Start of Input for this task
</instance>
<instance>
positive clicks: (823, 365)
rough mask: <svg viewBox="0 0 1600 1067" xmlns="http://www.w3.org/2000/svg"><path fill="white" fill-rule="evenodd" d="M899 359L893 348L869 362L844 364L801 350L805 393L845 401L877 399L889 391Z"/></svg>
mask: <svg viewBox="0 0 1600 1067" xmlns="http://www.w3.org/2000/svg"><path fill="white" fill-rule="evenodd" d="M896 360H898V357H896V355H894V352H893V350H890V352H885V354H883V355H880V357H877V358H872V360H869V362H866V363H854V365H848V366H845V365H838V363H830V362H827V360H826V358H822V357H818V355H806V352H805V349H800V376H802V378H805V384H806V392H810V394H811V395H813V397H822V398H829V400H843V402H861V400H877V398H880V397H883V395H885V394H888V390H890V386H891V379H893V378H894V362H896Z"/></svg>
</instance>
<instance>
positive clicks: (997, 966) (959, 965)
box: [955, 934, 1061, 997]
End of Input for this task
Start of Input for this task
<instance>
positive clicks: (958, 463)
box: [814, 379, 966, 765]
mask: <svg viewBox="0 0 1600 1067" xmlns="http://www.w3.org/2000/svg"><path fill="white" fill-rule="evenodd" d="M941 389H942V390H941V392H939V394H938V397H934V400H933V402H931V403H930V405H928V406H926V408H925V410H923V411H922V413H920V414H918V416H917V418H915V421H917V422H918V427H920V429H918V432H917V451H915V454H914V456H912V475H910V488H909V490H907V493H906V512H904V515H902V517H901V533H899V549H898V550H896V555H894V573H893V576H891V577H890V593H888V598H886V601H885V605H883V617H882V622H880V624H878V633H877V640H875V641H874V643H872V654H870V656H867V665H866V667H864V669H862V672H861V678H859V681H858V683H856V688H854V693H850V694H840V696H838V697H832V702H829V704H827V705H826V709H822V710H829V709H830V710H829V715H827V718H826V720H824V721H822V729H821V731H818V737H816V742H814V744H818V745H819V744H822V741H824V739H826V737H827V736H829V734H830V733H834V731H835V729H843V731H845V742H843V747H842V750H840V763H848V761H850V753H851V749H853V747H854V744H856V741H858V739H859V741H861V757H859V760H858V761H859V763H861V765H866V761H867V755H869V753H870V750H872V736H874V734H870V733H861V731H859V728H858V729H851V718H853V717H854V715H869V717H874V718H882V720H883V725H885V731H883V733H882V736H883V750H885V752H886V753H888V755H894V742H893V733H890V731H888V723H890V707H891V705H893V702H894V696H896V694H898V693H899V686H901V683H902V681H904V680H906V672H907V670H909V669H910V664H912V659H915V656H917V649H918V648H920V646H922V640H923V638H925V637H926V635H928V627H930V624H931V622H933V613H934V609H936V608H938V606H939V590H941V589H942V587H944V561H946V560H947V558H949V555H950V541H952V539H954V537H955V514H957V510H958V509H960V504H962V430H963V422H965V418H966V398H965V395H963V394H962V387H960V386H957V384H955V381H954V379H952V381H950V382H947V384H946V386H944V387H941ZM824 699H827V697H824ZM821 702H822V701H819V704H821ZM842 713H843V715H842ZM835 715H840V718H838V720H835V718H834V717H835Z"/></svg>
End of Input for this task
Start of Input for this task
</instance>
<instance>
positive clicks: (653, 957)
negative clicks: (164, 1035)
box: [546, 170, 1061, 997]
End of Input for this task
> **What is being asked**
Return every line of the rows above that contains the string "clicks".

> **Answer section**
positive clicks: (823, 365)
positive clicks: (997, 966) (959, 965)
positive clicks: (958, 463)
positive clicks: (653, 957)
negative clicks: (164, 1035)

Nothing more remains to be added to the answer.